* start Data supplied *

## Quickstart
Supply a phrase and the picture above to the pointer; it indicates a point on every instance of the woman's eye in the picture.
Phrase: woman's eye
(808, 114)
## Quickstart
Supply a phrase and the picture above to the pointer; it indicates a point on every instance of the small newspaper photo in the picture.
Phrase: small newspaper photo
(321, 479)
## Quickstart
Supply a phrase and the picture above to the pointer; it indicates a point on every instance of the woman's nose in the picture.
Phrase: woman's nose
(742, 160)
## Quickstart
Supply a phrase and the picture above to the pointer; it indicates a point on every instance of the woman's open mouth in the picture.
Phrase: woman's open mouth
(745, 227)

* end Data supplied *
* start Data supplied *

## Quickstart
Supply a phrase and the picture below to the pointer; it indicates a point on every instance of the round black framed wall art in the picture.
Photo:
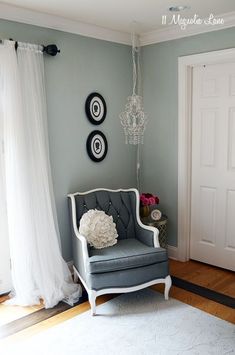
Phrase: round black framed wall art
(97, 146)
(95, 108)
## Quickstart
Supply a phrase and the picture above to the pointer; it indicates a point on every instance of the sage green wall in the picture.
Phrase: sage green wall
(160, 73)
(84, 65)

* end Data supplied *
* start Data supplied *

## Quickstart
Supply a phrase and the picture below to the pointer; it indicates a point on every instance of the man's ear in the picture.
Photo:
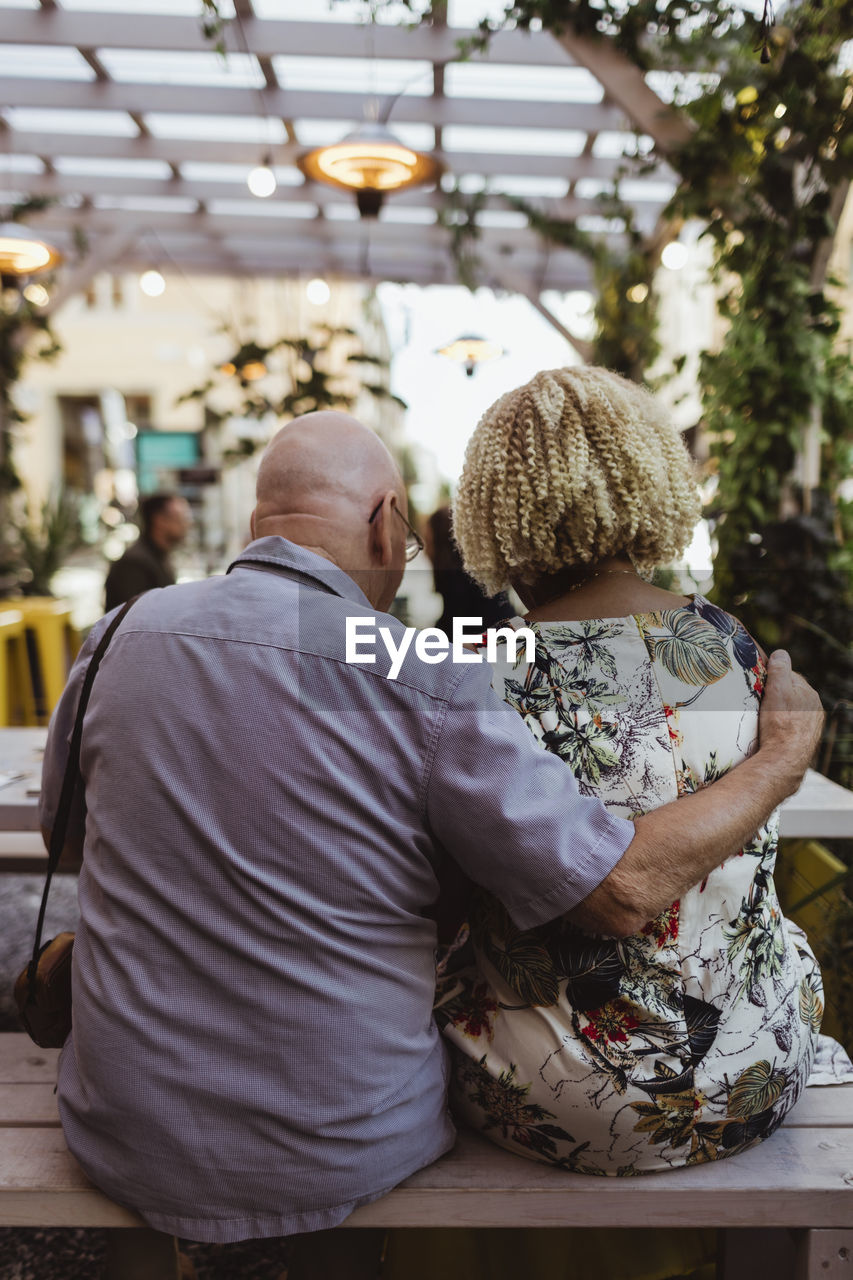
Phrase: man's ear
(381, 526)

* end Data supplied *

Prompt.
Return every line in the records above that contains the string "newspaper"; letter case must match.

Full answer.
Supply a phrase and the picture above to the pointer; it indicates a point on every instance of the small newspaper photo in the picture.
Phrase: small newspaper photo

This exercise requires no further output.